● **Given task**
Please reproduce, character for character, the part of the entries below that opens with their first line and closes with the line containing "M 66 5 L 66", both ends included. Omit the pictures from your copy.

● **Entries**
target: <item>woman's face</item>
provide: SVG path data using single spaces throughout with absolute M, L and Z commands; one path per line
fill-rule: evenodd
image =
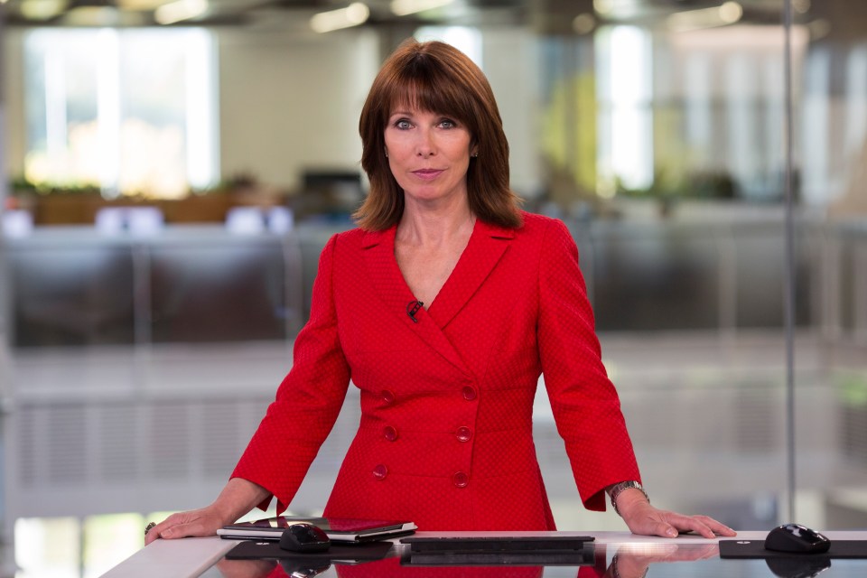
M 471 140 L 470 131 L 454 118 L 397 107 L 386 126 L 386 154 L 406 200 L 466 198 Z

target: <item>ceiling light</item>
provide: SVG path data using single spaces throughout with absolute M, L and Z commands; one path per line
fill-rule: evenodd
M 156 10 L 171 0 L 117 0 L 117 6 L 123 10 Z
M 733 24 L 743 16 L 743 8 L 737 2 L 726 2 L 719 7 L 720 20 Z
M 391 12 L 396 16 L 406 16 L 426 10 L 442 8 L 454 0 L 391 0 Z
M 743 17 L 743 7 L 737 2 L 726 2 L 715 8 L 686 10 L 668 16 L 668 27 L 675 32 L 687 32 L 733 24 Z
M 363 24 L 370 16 L 367 5 L 354 2 L 346 8 L 330 10 L 313 14 L 310 19 L 310 27 L 317 33 L 330 33 L 340 28 L 350 28 Z
M 207 11 L 208 0 L 176 0 L 157 8 L 154 20 L 160 24 L 173 24 L 200 16 Z
M 66 5 L 66 0 L 24 0 L 19 11 L 28 20 L 48 20 L 62 13 Z

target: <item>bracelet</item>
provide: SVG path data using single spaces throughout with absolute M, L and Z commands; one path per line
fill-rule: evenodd
M 649 496 L 648 496 L 648 492 L 645 491 L 644 488 L 641 487 L 641 484 L 639 484 L 638 481 L 634 480 L 629 480 L 629 481 L 621 481 L 620 483 L 614 484 L 611 487 L 611 508 L 614 508 L 614 511 L 617 513 L 618 516 L 620 516 L 620 517 L 622 517 L 622 516 L 620 515 L 620 510 L 617 509 L 617 497 L 620 494 L 621 491 L 623 491 L 624 489 L 629 489 L 629 488 L 634 488 L 635 489 L 640 490 L 641 493 L 644 494 L 644 497 L 648 499 L 648 502 L 650 501 L 650 498 Z

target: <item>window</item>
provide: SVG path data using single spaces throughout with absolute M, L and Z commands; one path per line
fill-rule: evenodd
M 31 182 L 178 198 L 217 180 L 207 31 L 40 29 L 24 54 Z

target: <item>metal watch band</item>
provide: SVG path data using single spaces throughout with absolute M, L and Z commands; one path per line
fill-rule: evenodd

● **Result for this exercise**
target: <item>woman's face</item>
provide: SVG path data using single spaces throughout with absolute M, L and Z commands; one path per line
fill-rule: evenodd
image =
M 471 140 L 470 131 L 454 118 L 397 107 L 386 126 L 386 154 L 406 200 L 466 198 Z

target: <item>ceiling light</item>
provide: SVG path data using single spaces throughout with absolute M, L and Z commands; one path per line
fill-rule: evenodd
M 156 10 L 171 0 L 117 0 L 117 6 L 123 10 Z
M 733 24 L 743 16 L 743 8 L 737 2 L 726 2 L 719 7 L 720 20 Z
M 391 12 L 396 16 L 406 16 L 426 10 L 442 8 L 454 0 L 391 0 Z
M 743 17 L 743 7 L 737 2 L 726 2 L 715 8 L 686 10 L 668 16 L 668 27 L 675 32 L 687 32 L 733 24 Z
M 363 24 L 370 16 L 367 5 L 354 2 L 346 8 L 330 10 L 313 14 L 310 19 L 310 27 L 317 33 L 330 33 L 340 28 L 350 28 Z
M 207 11 L 208 0 L 176 0 L 157 8 L 154 20 L 160 24 L 173 24 L 200 16 Z
M 66 5 L 66 0 L 24 0 L 19 11 L 28 20 L 48 20 L 62 13 Z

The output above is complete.